**Record list**

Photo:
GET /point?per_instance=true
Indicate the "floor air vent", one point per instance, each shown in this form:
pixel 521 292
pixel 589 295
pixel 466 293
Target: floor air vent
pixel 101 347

**Task objective**
Give the lines of the entries above as a JSON list of strings, one string per line, leaving out blank lines.

**Written answer**
[
  "Photo:",
  "GET /point?per_instance=true",
  "Indicate the \"floor air vent\", one point per instance, each shown in this form:",
  "pixel 521 292",
  "pixel 589 295",
  "pixel 466 293",
  "Target: floor air vent",
  "pixel 101 347"
]